During high-concurrency network traffic bursts, GFP_ATOMIC order-0
allocations can fail due to rapid exhaustion of the atomic reserve.
The current kernel lacks a reactive mechanism to refill these
reserves quickly enough to prevent packet drops and performance
degradation.

This patch introduces a multi-tier, reactive auto-tuning mechanism
using the watermark_boost infrastructure with the following
optimizations for robustness and horizontal precision:

1. Per-Zone Debounce: Move the boost debounce timer from a global
   variable to struct zone. This ensures that memory pressure is handled
   independently per node/zone, preventing one node from inadvertently
   stifling the response of another.

RECORDED DATA:
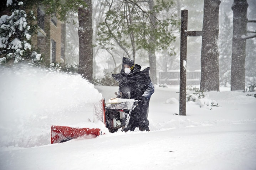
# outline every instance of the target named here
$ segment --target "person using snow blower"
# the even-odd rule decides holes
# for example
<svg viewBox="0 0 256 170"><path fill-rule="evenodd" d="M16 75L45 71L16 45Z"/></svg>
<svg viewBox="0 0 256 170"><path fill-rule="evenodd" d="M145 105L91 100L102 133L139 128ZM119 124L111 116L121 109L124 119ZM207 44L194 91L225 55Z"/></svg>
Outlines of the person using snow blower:
<svg viewBox="0 0 256 170"><path fill-rule="evenodd" d="M138 100L138 105L133 111L127 127L124 131L133 131L139 127L141 131L149 131L148 113L149 100L154 92L154 87L149 77L149 67L140 71L141 66L134 61L123 57L122 68L120 73L112 74L118 82L117 97Z"/></svg>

WHAT THE TASK ASKS:
According to the kernel patch excerpt above, where does the patch move the boost debounce timer?

EXERCISE RESPONSE:
From a global variable to struct zone.